* What the task requires: Do these statements agree with the news report on sarin and chlorine in Syria below? Answer yes or no for each and quote the report's deciding words. 1. The Fact-Finding Mission is mandated to decide who carried out the attacks. 2. The Latamneh surgical hospital was built into a cave. 3. Chlorine was very likely used on March 24.

* Text block:
————————
Watchdog: Sarin, chlorine likely used in Syria in March 2017
THE HAGUE, Netherlands (AP) — The global chemical weapons watchdog said Wednesday that the nerve agent sarin and toxic chemical chlorine were "very likely" used as weapons in two attacks in central Syria in late March 2017, the latest confirmation of chemical attacks in the civil war.
The Organization for the Prohibition of Chemical Weapons said that its Fact-Finding Mission probing alleged attacks in Syria found that "sarin was very likely used as a chemical weapon in the south of Latamneh" in Hama province on March 24 and that chlorine was very likely used a day later at and near Latamneh Hospital.
The fact-finding team is not mandated to apportion blame. A joint UN-OPCW team that was tasked with determining blame for such attacks no longer exists after Russia, a close ally of the Syrian government, last year vetoed a U.N. Security Council resolution to extend its mandate.
The OPCW said its findings published Wednesday were based on witness testimony and analysis of samples.
The attack occurred as government forces, backed by planes and helicopters, were battling rebels in the area.
Days after the Latamneh attacks, sarin was used in a deadly attack at nearby Khan Sheikhoun, killing scores of people. That attack was blamed by the now-defunct joint UN-OPCW investigative team on Syrian government forces. Damascus denies responsibility.
Physicians for Human Rights reported the hospital attack last year, saying that the Latamneh surgical hospital — a facility built into a cave to protect it from airstrikes — was hit by multiple barrel bombs.
PHR said at the time that the attack only caused minor structural damage, but multiple sources inside the hospital testified that at least one of the bombs contained a chemical agent.
The hospital's coordinator told PHR that the attack and chemical exposure led to the death of one of the hospital's doctors, Dr. Ahmed Darwish, the group said.
Doctors Without Borders, also known as MSF, said the hospital in Latamneh was supported by the group. It said a bomb dropped by a helicopter hit the entrance of the building, and that information collected by the hospital's medical staff suggested that chemical weapons were used.
The OPCW is expected within weeks to announce the result of its investigation into a suspected chemical attack on April 7 on the town of Douma, near the capital. The United States, Britain and France blamed Syrian government forces and launched punitive airstrikes. Syria denied responsibility.
————————
* Data:
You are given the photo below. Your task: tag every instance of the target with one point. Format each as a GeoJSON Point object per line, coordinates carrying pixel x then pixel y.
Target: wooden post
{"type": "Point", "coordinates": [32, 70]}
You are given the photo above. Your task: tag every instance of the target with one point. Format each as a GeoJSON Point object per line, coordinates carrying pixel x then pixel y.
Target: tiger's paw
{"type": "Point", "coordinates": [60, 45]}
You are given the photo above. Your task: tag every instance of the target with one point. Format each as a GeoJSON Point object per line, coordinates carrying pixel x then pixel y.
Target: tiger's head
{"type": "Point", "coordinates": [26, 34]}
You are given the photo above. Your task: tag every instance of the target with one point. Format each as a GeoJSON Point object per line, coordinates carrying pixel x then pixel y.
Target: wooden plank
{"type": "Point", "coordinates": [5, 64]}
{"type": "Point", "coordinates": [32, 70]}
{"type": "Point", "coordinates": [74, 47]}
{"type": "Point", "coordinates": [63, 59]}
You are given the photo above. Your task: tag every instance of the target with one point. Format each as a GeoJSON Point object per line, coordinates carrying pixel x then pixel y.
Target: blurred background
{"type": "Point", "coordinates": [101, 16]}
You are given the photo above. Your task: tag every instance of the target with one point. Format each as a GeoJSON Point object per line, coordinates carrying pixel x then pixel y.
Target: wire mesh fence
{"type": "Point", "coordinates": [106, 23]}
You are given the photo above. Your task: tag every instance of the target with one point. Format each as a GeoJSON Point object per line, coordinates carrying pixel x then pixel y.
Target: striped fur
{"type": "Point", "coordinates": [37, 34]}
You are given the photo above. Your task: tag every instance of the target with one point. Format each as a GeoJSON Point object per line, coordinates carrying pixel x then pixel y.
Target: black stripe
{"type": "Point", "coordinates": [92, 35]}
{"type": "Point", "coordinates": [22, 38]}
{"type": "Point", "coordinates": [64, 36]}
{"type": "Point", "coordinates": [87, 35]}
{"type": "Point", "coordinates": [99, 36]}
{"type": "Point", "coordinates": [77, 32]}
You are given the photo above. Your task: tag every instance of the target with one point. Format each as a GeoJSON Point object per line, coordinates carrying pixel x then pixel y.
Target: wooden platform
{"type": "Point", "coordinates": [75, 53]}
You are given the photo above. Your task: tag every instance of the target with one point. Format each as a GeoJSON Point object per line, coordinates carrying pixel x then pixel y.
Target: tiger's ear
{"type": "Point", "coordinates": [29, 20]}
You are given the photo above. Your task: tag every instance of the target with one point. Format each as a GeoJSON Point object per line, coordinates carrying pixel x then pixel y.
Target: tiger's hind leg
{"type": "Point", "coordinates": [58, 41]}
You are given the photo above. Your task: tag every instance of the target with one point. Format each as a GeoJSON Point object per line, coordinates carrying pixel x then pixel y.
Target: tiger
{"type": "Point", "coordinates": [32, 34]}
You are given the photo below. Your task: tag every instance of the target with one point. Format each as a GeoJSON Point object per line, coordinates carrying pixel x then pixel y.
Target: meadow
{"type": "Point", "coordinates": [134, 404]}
————————
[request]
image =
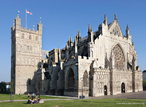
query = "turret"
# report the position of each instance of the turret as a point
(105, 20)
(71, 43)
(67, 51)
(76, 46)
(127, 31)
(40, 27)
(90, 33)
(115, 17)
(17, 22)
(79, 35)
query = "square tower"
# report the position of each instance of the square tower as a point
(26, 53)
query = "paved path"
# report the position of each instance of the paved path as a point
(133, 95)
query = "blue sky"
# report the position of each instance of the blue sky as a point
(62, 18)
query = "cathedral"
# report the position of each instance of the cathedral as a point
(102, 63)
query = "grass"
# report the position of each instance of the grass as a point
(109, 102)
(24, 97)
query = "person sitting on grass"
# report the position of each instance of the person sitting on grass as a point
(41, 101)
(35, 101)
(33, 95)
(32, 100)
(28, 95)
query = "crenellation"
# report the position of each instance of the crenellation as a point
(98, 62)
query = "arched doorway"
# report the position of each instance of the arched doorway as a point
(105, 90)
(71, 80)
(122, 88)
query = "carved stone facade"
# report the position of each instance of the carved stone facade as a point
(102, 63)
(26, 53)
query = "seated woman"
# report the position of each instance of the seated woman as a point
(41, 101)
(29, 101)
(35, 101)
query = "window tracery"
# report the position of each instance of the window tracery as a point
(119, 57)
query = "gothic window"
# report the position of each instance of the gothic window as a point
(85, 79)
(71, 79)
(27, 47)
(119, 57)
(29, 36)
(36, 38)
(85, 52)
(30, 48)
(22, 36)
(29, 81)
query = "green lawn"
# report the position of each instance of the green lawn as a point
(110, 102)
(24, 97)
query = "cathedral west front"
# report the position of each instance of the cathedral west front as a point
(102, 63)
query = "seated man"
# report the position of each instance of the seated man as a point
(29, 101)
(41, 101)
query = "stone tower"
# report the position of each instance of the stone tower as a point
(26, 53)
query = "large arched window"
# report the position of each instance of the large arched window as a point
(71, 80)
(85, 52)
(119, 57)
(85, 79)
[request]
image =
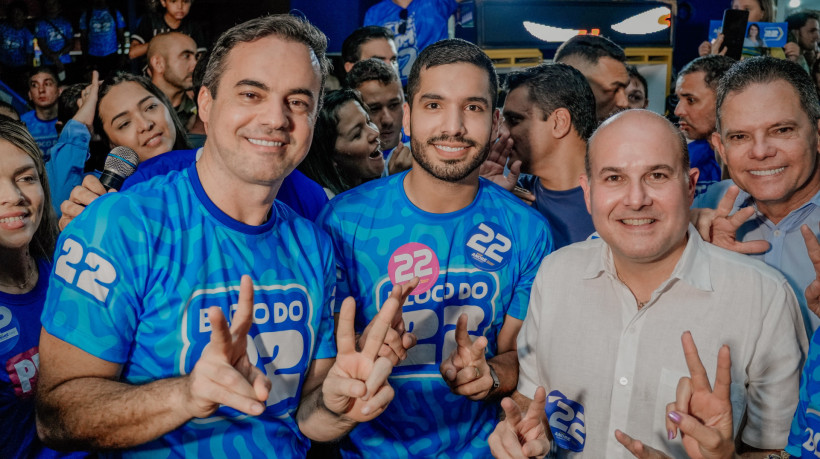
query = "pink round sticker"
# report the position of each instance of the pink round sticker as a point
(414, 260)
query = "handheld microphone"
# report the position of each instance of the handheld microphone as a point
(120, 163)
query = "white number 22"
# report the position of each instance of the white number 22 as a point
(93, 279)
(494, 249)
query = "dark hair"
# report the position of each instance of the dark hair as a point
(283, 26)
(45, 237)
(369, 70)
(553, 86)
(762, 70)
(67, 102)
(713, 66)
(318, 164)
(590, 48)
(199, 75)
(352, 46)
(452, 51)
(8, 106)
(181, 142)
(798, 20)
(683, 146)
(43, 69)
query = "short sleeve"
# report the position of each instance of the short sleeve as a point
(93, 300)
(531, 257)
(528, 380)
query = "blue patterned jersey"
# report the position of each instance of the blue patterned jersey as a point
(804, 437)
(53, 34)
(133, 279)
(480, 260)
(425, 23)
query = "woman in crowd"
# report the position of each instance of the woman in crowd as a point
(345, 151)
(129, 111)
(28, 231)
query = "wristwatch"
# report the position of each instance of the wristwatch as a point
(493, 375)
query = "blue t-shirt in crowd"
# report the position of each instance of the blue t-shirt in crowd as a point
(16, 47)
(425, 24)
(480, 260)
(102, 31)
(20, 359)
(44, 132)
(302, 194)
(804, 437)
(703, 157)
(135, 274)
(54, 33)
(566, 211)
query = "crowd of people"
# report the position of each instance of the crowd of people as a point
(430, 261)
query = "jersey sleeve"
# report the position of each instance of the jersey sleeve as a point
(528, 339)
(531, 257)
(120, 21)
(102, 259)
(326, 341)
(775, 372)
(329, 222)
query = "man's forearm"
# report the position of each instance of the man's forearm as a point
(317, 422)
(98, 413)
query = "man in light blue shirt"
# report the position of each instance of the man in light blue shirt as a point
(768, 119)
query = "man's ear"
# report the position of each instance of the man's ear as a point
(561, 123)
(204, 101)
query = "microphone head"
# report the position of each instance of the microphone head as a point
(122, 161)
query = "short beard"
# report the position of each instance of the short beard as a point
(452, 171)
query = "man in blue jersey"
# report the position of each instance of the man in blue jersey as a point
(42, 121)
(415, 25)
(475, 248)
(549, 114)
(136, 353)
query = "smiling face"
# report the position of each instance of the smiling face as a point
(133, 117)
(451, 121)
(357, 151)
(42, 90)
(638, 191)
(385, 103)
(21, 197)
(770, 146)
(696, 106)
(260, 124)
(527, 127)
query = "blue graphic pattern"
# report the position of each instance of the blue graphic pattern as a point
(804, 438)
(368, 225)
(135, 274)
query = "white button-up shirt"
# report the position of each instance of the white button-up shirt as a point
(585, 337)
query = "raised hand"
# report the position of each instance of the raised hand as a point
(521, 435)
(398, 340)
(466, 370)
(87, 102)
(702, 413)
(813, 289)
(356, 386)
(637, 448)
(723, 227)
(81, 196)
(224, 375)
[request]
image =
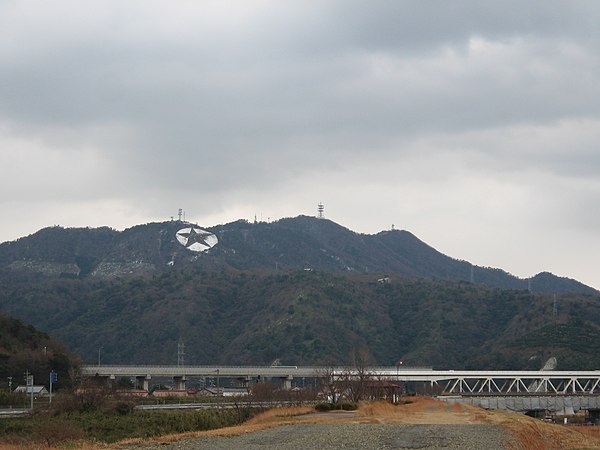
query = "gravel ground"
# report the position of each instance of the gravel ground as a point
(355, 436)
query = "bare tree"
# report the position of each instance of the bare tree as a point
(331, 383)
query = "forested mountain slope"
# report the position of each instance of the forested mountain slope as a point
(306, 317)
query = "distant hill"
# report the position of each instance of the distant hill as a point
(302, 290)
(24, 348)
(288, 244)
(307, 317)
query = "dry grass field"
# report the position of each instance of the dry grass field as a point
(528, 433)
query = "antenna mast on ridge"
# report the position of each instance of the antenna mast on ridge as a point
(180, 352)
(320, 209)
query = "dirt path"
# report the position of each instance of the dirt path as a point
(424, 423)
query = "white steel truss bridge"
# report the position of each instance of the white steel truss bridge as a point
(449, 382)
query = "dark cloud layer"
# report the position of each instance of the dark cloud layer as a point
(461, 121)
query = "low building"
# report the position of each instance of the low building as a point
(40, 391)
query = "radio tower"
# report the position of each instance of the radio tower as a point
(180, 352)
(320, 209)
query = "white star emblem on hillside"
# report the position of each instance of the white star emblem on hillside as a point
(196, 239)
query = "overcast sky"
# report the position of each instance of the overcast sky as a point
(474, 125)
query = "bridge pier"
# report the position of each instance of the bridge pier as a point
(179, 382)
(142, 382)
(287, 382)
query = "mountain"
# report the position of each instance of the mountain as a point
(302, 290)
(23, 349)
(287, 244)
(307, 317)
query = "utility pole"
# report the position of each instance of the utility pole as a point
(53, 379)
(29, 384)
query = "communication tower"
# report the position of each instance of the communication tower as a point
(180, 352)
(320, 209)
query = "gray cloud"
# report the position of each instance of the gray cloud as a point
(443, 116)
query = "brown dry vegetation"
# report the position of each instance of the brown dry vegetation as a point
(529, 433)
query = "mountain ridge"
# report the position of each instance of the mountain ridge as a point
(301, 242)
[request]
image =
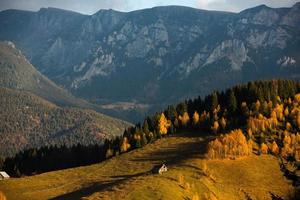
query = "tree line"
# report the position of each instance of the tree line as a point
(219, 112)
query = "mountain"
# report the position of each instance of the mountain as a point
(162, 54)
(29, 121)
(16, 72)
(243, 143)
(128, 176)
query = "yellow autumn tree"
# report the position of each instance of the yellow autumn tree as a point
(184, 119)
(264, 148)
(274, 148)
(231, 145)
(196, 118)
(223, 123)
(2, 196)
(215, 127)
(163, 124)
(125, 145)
————————
* Task answer:
1. No: "The fact-finding team is not mandated to apportion blame."
2. Yes: "a facility built into a cave to protect it from airstrikes"
3. No: "chlorine was very likely used a day later at and near Latamneh Hospital"